:: Excerpt ::

The Defendant also submitted that the lease over the subject land had been cancelled by iTLTB and currently both the Plaintiff and
the Defendant are living on the subject land, which is owned by Yavusa Navatulevu, Yavusa Sila and Yavusa Yakuilau (“Yavusa e Tolu”).
- The Defendant is a member of Tokatoka Nacavacola, Mataqali Valemagimagi, Yavusa Navatulevu, Narewa Village. The Plaintiff is a member of Mataqali Narogoibau, Yavusa Yakuilau, Narewa Village.
- The Plaintiff's counsel submitted that the Plaintiff has the right to sue personally, and has legal standing.
- Order 18 rule 18 provides:
“18 (1)The Court may at any stage of the proceedings order to be struck out or amended any pleading or the indorsement of any writ in the action, or anything
in any pleading or in teh indorsement, on the ground that –
(a) it discloses no reasonable case of action or defence, as the case may be;
(b) t is scandalous, frivolous or vexatious;
(c) it may prejudice, embarrass or delay the fair trial of the action; or
(d) it is otherwise an abuse of the process of the Court,
and may order the action to be stayed or dismissed or judgment to be entered accordingly, as the case may be.”
- Footnote 18/19/3 of the 1997 Supreme Court Practice reads
“Striking out or amendment—The rule also empowers the Court to amend any pleading or indorsement or any matter therein. If a statement of claim does not disclose a cause of action relied on, an opportunity to amend may be given, though the formulation
of the amendment is not before the Court (CBS Songs Ltd v. Amstrad [1987] R.P.C. 417 and [1987] R.P.C. 429). But unless there is reason to suppose that the case can be improved by amendment, leave will not be given (Hubbuck v. Wilkinson [1898] UKLawRpKQB 176; [1899] 1 Q.B. 86, p.94, C.A.). Where the statement of claim presented discloses no cause of action because some material averment has been omitted,
the Court, while striking out the pleading, will not dismiss the action, but give the plaintiff leave to amend (see “Amendment,”
para. 18/12/22), unless the Court is satisfied that no amendment will cure the defect (Republic of Peru v. Peruvian Guano Co. [1887] UKLawRpCh 186; (1887) 36 Ch.D. 489).”
- Footnote 18/19/7 of the 1997 Supreme Court Practice reads:
“Exercise of powers under this rule—It is only in plain and obvious cases that recourse 18/19/7 should be had to the summary
process under this rule, per Lindley M.R. in Hubbuck v. Wilkinson [1898] UKLawRpKQB 176; [1899] 1 Q.B. 86, p.91 (Mayor, etc., of the City of London v. Horner (1914) 111 L.T. 512, C.A.). See also Kemsley v. Foot [1951] 2 K.B. 34; [1951] 1 All E.R. 331, C.A., affirmed [1952] A.C. 345, H.L. It cannot be exercised by a minute and protracted examination of the documents and facts of the case, in order to see whether
the plaintiff really has a cause of action (Wenlock v. Moloney [1965] 1 W.L.R. 1238; [1965] 2 All E.R. 871, C.A.).”

:::
:: Extracted information ::

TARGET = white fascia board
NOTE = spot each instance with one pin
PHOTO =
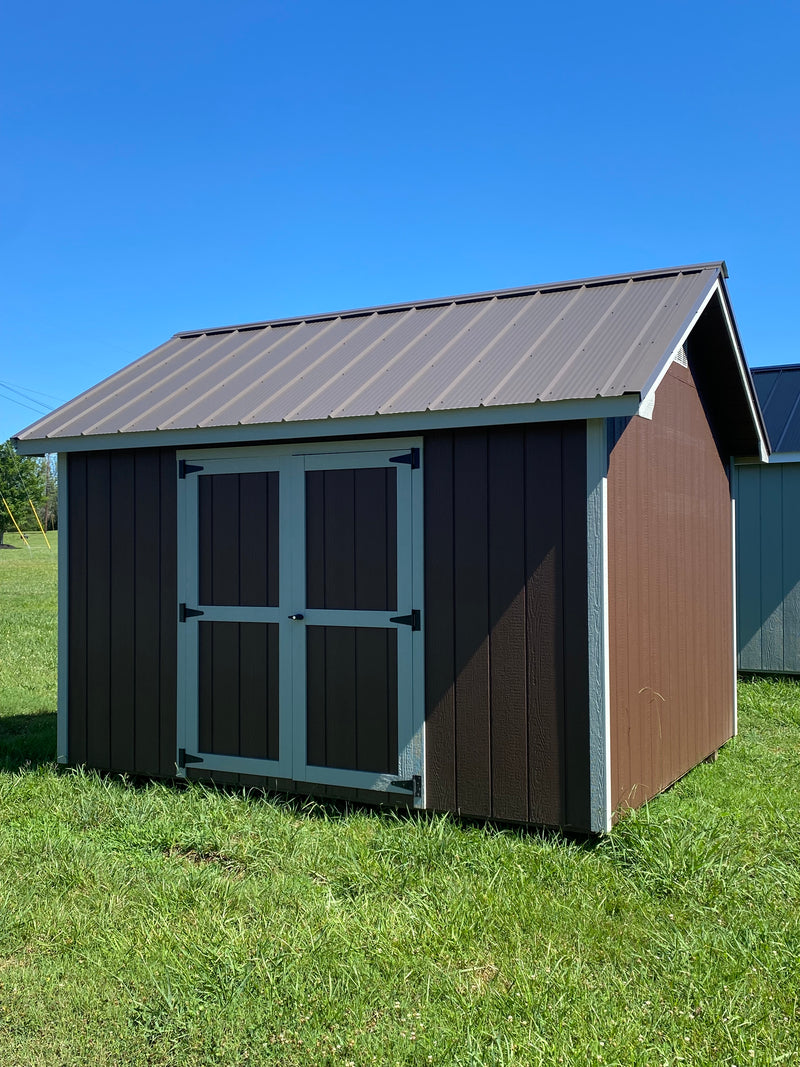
(784, 458)
(735, 620)
(744, 372)
(600, 669)
(649, 394)
(62, 728)
(550, 411)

:::

» Problem to work on
Copy the ruling excerpt above word for word, from "The Defendant also" up to and including "has legal standing.".

» Solution for this exercise
The Defendant also submitted that the lease over the subject land had been cancelled by iTLTB and currently both the Plaintiff and
the Defendant are living on the subject land, which is owned by Yavusa Navatulevu, Yavusa Sila and Yavusa Yakuilau (“Yavusa e Tolu”).
- The Defendant is a member of Tokatoka Nacavacola, Mataqali Valemagimagi, Yavusa Navatulevu, Narewa Village. The Plaintiff is a member of Mataqali Narogoibau, Yavusa Yakuilau, Narewa Village.
- The Plaintiff's counsel submitted that the Plaintiff has the right to sue personally, and has legal standing.